Using the information.
#1 In the post about running custom evaluators during model training, how often do the evaluators run?
#2 Write what comes next in the Datawizz post about running custom evaluators during model training, starting after its last sentence.

Custom Evaluations in Model Fine Tuning

Back to blog

Tutorials

Run Custom Evaluations During Training with Datawizz

Nov 3, 2025

7 min read

You can now run custom evaluators during model training to get deeper insight into model improvement during training. When you fine-tune a model on Datawizz, we always show metrics like training and evaluation loss in a live chart. But sometimes, loss doesn't tell the whole story. Instead of waiting for the training run to finish and only then running your evaluators - you can run evaluators during model training to get a live view of how well your model is improving.

The evaluators will run on every eval step against the eval data, and report live alongside the eval loss score.

When training a model, you can open the “Custom Evaluators” options section to select custom evaluators to run: these can be some of the built in evaluators or any custom evaluators you have defined in your project.

You should also pay attention to a couple of related training configurations:

Validation Split - The portion of the training data reserved for validation during training. The evaluators will run against this data.
Number of Evaluations per Epoch - this controls how many evaluation steps run every epoch. Adding custom evaluators slows down evaluation steps, so consider lowering the number of evaluations per epochs for a faster training run.

Saved entries
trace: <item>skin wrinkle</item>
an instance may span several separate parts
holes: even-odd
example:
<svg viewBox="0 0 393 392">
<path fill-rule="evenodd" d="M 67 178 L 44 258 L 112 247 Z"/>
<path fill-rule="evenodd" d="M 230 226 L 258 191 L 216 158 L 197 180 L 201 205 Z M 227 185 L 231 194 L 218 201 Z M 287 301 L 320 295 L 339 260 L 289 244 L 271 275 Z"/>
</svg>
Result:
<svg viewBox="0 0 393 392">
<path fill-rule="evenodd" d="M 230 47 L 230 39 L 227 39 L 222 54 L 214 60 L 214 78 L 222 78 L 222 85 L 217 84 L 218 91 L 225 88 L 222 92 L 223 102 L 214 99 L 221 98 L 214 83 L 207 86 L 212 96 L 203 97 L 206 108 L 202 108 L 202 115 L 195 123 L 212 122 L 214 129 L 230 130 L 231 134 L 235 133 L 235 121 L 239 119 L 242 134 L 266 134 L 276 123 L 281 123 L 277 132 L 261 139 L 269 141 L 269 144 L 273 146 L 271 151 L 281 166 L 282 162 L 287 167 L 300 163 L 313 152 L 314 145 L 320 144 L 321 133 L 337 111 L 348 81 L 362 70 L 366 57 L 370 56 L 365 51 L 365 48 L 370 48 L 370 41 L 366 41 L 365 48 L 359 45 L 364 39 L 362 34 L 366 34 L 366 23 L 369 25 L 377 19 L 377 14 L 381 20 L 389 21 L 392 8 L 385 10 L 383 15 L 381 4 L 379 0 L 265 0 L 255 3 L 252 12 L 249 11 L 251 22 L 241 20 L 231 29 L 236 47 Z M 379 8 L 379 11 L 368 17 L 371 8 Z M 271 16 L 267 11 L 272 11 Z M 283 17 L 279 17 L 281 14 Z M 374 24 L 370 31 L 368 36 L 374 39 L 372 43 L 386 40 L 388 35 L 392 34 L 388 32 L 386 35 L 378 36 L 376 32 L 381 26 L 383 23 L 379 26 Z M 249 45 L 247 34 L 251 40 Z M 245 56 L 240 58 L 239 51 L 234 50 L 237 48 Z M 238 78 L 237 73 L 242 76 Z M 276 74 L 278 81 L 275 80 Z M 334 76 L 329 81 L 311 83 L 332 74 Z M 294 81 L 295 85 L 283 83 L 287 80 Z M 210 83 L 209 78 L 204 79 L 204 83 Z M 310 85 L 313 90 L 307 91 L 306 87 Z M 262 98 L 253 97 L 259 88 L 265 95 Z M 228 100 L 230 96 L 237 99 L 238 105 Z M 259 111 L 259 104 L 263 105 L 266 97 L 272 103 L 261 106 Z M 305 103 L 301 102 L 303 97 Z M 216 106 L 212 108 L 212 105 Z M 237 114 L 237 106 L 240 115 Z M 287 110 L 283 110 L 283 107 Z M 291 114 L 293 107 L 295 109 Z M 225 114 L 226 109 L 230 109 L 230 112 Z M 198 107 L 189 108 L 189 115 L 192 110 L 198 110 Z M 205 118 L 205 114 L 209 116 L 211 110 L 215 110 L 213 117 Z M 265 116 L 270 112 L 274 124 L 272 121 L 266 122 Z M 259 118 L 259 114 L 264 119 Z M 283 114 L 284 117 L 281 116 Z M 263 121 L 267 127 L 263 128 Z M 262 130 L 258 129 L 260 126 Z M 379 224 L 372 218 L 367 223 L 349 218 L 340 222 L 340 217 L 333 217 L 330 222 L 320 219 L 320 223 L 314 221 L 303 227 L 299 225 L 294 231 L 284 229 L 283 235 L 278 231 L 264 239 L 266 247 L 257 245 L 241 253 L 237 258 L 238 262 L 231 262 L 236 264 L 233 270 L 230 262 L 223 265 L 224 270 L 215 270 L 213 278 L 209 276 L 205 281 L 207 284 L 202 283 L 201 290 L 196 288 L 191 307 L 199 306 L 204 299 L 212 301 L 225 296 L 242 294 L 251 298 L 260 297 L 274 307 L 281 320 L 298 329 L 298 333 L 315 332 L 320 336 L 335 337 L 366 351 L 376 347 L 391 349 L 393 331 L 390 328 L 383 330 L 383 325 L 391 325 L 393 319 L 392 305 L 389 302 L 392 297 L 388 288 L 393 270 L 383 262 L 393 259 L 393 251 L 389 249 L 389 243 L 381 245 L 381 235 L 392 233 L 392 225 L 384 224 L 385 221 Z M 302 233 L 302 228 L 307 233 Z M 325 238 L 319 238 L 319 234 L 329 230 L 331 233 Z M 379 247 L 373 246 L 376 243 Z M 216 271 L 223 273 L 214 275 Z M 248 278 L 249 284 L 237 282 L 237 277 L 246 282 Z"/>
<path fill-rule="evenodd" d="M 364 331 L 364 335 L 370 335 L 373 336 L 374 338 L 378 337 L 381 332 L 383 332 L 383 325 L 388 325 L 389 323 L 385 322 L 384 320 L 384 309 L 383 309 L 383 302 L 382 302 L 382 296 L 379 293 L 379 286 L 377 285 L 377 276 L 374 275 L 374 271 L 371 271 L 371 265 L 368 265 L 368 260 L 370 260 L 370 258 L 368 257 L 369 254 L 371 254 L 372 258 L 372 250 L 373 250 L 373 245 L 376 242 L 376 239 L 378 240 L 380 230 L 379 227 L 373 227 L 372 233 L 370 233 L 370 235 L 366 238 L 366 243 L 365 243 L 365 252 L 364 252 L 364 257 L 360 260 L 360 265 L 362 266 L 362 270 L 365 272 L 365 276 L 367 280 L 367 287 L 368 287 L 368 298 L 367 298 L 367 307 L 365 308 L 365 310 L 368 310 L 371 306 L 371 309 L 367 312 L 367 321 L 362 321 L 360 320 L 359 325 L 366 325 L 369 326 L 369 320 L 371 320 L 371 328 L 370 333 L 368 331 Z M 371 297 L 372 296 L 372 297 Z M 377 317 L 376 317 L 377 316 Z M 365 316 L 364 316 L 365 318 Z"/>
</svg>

Answers in order.
#1 On every eval step, against the eval data.

#2
During the training process, you’ll be able to see the evaluator results alongside the training and evaluation loss in the live updating chart. Remember that evaluators are typically aligned so higher is better while for loss lower is better - so expect an x style shape…

Custom Evaluators and LLM as Judge Evaluations

Beyond using our built in metrics like ROUGE scores, string equality and JSON comparison (amongst others), you can define your own custom evaluators for fine grained control. For instance:

In agentic use case, you might want to evaluate tool calls generated by the models
For data extraction, you may want to validate specific keys & values in the generated data
For multi-label classification, you might want to test for things like precision and recall
For SQL generation, you can ensure the generated text is valid SQL (or even set up a test database and validate queries against it)

Datawizz allows you to create custom evaluation functions easily in Python - or use prompting to leverage LLM as Judge. Read our docs on defining custom evaluators. All custom evaluators can be used during training now!